§ TEXT SHOWN:
32. The Commission is therefore concerned that the proposed laws to disenfranchise all prisoners will breach both article 25 of the ICCPR and articles 2 and 5(c) of ICERD.
33. The current provisions of the Commonwealth Electoral Act 1988 (the Act) exclude persons in detention on sentences for more than 3 years. The Commission notes that recent developments in international jurisprudence and academic writing suggest that the indiscriminate disenfranchisement of groups of prisoners risks contravening international law. The Commission similarly has concerns that the current disenfranchisement provisions in the Act fall outside the proportionality requirements embodied in article 25 of the ICCPR.
34. The recent judgement of the European Court of Human Rights (the European Court) in Hirst v United Kingdom (No. 2) considers whether a law in the United Kingdom, which sought to disenfranchise all prisoners, was contrary to Article 3 of Protocol No. 1 of the European Convention on Human Rights (ECHR).[13]
35. Article 3 of Protocol No. 1 is similar to article 25 of the ICCPR. That provision reads:
The High Contracting Parties undertake to hold free elections at reasonable intervals by secret ballot, under conditions which will ensure the free expression of the opinion of the people in the choice of the legislature.[14]
36. In examining Article 3 of Protocol No. 1 the European Court noted that:
...the rights guaranteed under Article 3 of Protocol No. 1 were crucial to establishing and maintaining the foundations of an effective and meaningful democracy governed by the rule of law and also that the right to vote was a right and not a privilege.[15]
37. The European Court found that the UK law to disenfranchise all prisoners violated the ECHR. The Court stated that there may be reasons to limit the right to vote, but a decision to indiscriminately ban all prisoners could not be in pursuit of a legitimate aim nor be proportionate:
... any limitations on the right to vote had to be imposed in pursuit of a legitimate aim and be proportionate. Any such conditions had not to thwart the free expression of the people in the choice of the legislature – in other words, they must reflect, or not run counter to, the concern to maintain the integrity and effectiveness of an electoral procedure aimed at identifying the will of the people through universal suffrage. Any departure from the principle of universal suffrage risked undermining the democratic validity of the legislature elected and its laws.[16]
38. The European Court went on to explain:
[T]he fact that a convicted prisoner is deprived of his liberty does not mean that he loses the protection of other fundamental rights. . ., even though the enjoyment of those rights must inevitably be tempered by the requirements of his situation. . .. [T]here is no clear, logical link between the loss of vote and the imposition of a prison sentence, where no bar applies to a person guilty of crimes which may be equally anti-social or ‘uncitizen-like’ but whose crime is not met by such a consequence.[17]
39. While Australia is not bound by the ECHR, the principles stated in this case provide valuable assistance with the application of article 25 of the ICCPR to the amendments proposed by the Bill.

§ OBJECTIVES:
**A.** Answer these about the text on prisoners' voting rights, one answer per line:
(i) Which persons does the Commonwealth Electoral Act 1988 currently exclude?
(ii) In which case did the European Court consider a UK law that disenfranchised all prisoners?
(iii) Is Australia bound by the ECHR?
**B.** Return, word for word, the stretch of the text on prisoners' voting rights from "33. The current" through "in article 25 of the ICCPR.".
**C.** Name every article the text on prisoners' voting rights cites by number, each with the agreement it belongs to.

§ PROVIDED DATA:
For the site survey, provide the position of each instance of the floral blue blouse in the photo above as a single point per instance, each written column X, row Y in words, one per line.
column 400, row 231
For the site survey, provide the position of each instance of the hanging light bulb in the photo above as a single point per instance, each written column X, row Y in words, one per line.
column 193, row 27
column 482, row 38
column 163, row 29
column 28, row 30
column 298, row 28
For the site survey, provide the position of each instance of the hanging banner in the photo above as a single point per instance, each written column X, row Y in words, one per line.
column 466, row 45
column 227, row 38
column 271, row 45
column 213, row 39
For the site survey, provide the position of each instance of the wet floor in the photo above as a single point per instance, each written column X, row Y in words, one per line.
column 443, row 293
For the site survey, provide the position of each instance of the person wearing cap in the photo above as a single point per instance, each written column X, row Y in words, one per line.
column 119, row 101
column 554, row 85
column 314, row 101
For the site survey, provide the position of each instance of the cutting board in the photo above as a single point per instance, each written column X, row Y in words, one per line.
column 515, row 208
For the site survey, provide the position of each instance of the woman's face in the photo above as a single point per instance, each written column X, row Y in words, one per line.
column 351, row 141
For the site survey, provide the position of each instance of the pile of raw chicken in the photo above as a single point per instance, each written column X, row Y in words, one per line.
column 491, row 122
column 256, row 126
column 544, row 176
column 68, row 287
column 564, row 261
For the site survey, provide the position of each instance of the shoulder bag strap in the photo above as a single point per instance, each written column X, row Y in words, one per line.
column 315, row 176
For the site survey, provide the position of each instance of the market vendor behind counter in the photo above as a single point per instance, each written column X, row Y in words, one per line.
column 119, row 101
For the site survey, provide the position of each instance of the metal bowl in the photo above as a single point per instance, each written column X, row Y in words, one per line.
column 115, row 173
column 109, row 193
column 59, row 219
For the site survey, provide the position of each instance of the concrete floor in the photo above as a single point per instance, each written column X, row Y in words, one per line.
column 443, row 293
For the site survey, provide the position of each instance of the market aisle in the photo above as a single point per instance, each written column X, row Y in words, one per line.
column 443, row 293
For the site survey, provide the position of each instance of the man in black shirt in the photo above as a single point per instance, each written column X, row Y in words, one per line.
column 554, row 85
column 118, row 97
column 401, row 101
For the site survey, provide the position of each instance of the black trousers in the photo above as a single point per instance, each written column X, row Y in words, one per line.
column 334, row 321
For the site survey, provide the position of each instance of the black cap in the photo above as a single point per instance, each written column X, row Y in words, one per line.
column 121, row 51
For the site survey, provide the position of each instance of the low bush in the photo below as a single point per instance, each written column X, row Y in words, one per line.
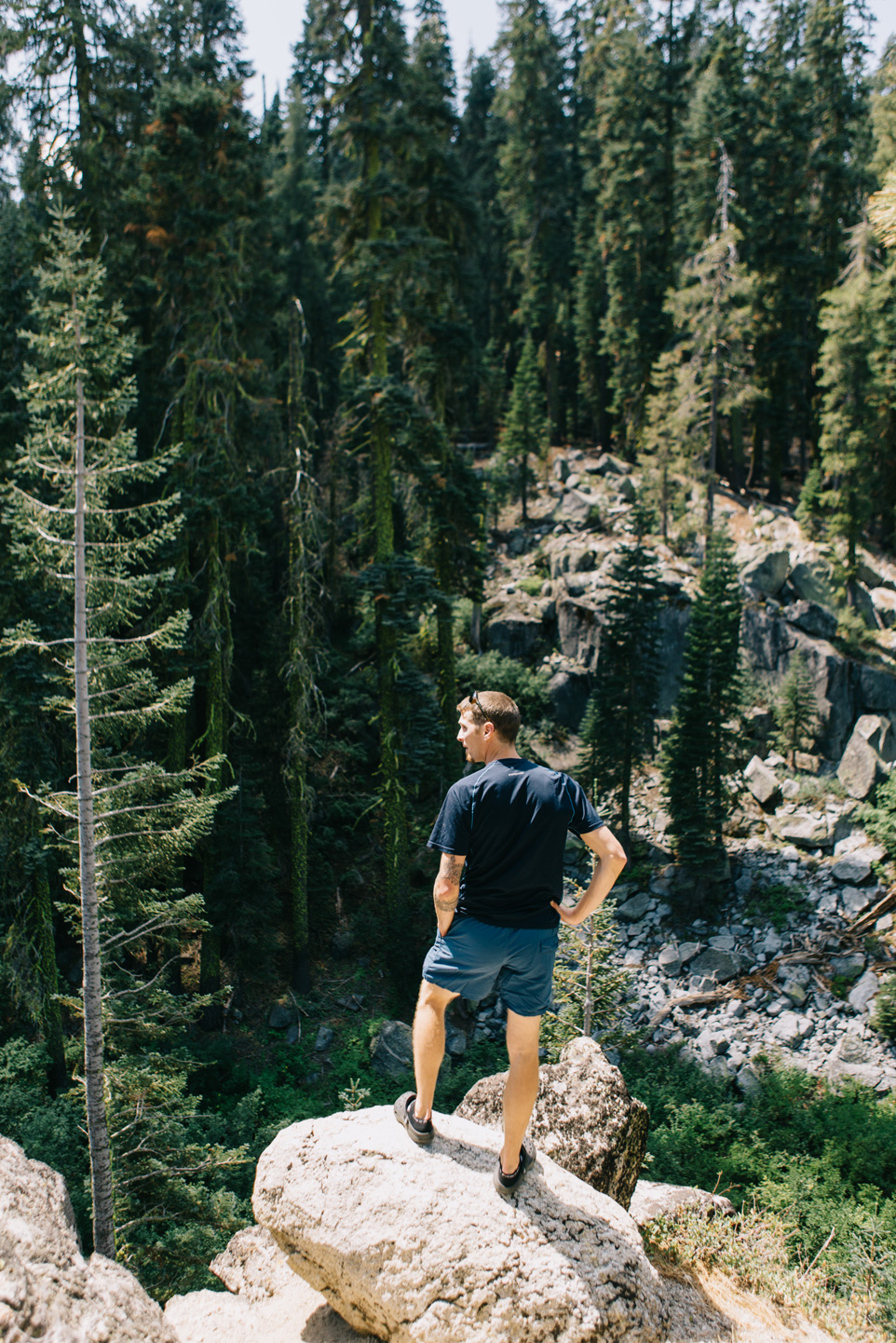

§ EXPECTED RESPONSES:
**A.**
(i) Persons in detention on sentences for more than 3 years.
(ii) Hirst v United Kingdom (No. 2).
(iii) No.

**B.**
33. The current provisions of the Commonwealth Electoral Act 1988 (the Act) exclude persons in detention on sentences for more than 3 years. The Commission notes that recent developments in international jurisprudence and academic writing suggest that the indiscriminate disenfranchisement of groups of prisoners risks contravening international law. The Commission similarly has concerns that the current disenfranchisement provisions in the Act fall outside the proportionality requirements embodied in article 25 of the ICCPR.

**C.**
Article 25 of the ICCPR
Article 2 of ICERD
Article 5(c) of ICERD
Article 3 of Protocol No. 1 of the European Convention on Human Rights (ECHR)